* Begin Raw records *

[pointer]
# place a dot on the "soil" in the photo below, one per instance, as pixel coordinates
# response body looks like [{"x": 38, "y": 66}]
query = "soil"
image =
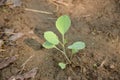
[{"x": 96, "y": 22}]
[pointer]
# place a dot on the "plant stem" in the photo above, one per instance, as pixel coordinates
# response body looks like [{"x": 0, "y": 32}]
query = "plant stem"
[
  {"x": 64, "y": 50},
  {"x": 64, "y": 54}
]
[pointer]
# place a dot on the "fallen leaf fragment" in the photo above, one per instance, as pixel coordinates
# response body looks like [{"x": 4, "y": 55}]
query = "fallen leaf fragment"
[
  {"x": 6, "y": 62},
  {"x": 16, "y": 36}
]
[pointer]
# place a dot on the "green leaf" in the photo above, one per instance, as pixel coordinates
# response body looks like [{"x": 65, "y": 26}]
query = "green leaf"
[
  {"x": 63, "y": 23},
  {"x": 51, "y": 37},
  {"x": 48, "y": 45},
  {"x": 62, "y": 65},
  {"x": 77, "y": 45}
]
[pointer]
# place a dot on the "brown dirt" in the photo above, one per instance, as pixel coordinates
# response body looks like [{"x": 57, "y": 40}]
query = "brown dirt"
[{"x": 96, "y": 22}]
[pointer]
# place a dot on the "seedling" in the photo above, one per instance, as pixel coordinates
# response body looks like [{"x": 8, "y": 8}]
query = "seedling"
[{"x": 63, "y": 23}]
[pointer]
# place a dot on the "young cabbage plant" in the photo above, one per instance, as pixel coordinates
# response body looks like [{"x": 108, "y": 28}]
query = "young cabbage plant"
[{"x": 63, "y": 23}]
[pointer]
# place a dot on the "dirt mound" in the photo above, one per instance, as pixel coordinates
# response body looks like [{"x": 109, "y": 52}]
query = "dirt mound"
[{"x": 96, "y": 22}]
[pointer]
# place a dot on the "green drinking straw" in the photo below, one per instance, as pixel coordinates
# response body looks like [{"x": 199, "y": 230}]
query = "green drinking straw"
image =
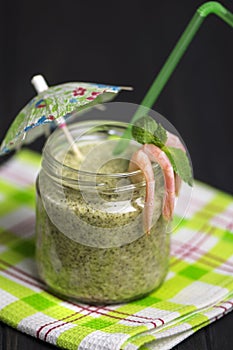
[{"x": 211, "y": 7}]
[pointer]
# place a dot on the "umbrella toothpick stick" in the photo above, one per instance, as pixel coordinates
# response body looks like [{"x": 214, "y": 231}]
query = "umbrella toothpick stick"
[{"x": 40, "y": 85}]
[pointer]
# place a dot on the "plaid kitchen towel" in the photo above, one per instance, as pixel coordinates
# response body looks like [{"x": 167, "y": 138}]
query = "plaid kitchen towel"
[{"x": 198, "y": 289}]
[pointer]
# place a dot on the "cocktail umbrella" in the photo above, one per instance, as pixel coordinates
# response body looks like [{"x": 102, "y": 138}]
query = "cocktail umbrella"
[{"x": 54, "y": 104}]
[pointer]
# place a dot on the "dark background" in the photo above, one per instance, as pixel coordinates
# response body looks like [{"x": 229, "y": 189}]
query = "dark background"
[{"x": 126, "y": 43}]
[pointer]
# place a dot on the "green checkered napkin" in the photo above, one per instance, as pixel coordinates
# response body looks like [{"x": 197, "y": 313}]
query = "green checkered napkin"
[{"x": 198, "y": 289}]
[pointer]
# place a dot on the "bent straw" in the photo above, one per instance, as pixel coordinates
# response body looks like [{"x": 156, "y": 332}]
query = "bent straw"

* End Raw records *

Prompt: Repeat the records above exactly, leaving out the pictures.

The result:
[pointer]
# place a dot on the "soil" in the photo below, one per instance, as pixel coordinates
# response body looks like [{"x": 38, "y": 66}]
query = "soil"
image =
[{"x": 96, "y": 22}]
[pointer]
# place a dot on the "plant stem" in the photo above, one per instance, as pixel coordinates
# response body looks like [{"x": 0, "y": 32}]
query = "plant stem"
[
  {"x": 64, "y": 50},
  {"x": 64, "y": 54}
]
[pointer]
# place a dot on the "fallen leaf fragment" in the photo above, one per instance, as pixel coordinates
# response body looks like [{"x": 4, "y": 55}]
query = "fallen leaf fragment"
[
  {"x": 6, "y": 62},
  {"x": 16, "y": 36}
]
[pointer]
# place a dot on the "green leaf" in the photo above, one per instance, as pixel coordinates
# response body looks like [{"x": 65, "y": 26}]
query = "green leaf"
[
  {"x": 63, "y": 23},
  {"x": 51, "y": 37},
  {"x": 48, "y": 45},
  {"x": 62, "y": 65},
  {"x": 77, "y": 45}
]
[pointer]
# place a dot on the "brown dirt" in the photo above, one per instance, as pixel coordinates
# response body looks like [{"x": 57, "y": 40}]
query = "brown dirt"
[{"x": 96, "y": 22}]
[pointer]
# place a dot on the "seedling" in the photo above, one per instance, as pixel coordinates
# response body looks like [{"x": 8, "y": 8}]
query = "seedling"
[{"x": 63, "y": 23}]
[pointer]
# place a dot on the "young cabbage plant" in the photo above, one per instance, as pixel coordinates
# response body looks like [{"x": 108, "y": 28}]
query = "young cabbage plant"
[{"x": 63, "y": 23}]
[pointer]
# place a dot on the "dirt mound" in the photo above, one per instance, as pixel coordinates
# response body looks like [{"x": 109, "y": 52}]
query = "dirt mound"
[{"x": 96, "y": 22}]
[pointer]
# place a dot on the "green drinking straw" in the photo below, one per instance, as pixel coordinates
# response body looks like [{"x": 199, "y": 230}]
query = "green drinking straw"
image =
[{"x": 211, "y": 7}]
[pointer]
# place a dot on the "umbrella toothpick stick" in the photo above, one per instance, as pixel coordinates
# response body looks like [{"x": 214, "y": 231}]
query = "umbrella toothpick stick"
[{"x": 40, "y": 85}]
[pointer]
# place a dot on the "plaid kitchen towel" in the photo above, one per instance, as pixel coordinates
# response body looks like [{"x": 167, "y": 138}]
query = "plaid kitchen towel"
[{"x": 198, "y": 289}]
[pointer]
# place a dot on the "cocktail umbrella" in the photo above, one per instance, as pixel coordinates
# response body looks like [{"x": 102, "y": 138}]
query = "cocktail umbrella"
[{"x": 54, "y": 104}]
[pointer]
# place a dot on the "dark background" in the photo above, one per instance, as pixel coordinates
# response body looks like [{"x": 229, "y": 189}]
query = "dark background"
[{"x": 126, "y": 43}]
[pointer]
# place a dot on the "green checkered napkin" in the photo above, one per instance, as pixel coordinates
# response body looks like [{"x": 197, "y": 313}]
query = "green checkered napkin"
[{"x": 198, "y": 289}]
[pointer]
# place a dot on the "bent straw" in the photo above, one per instance, as pixel coordinates
# response body looks like [{"x": 156, "y": 332}]
query = "bent straw"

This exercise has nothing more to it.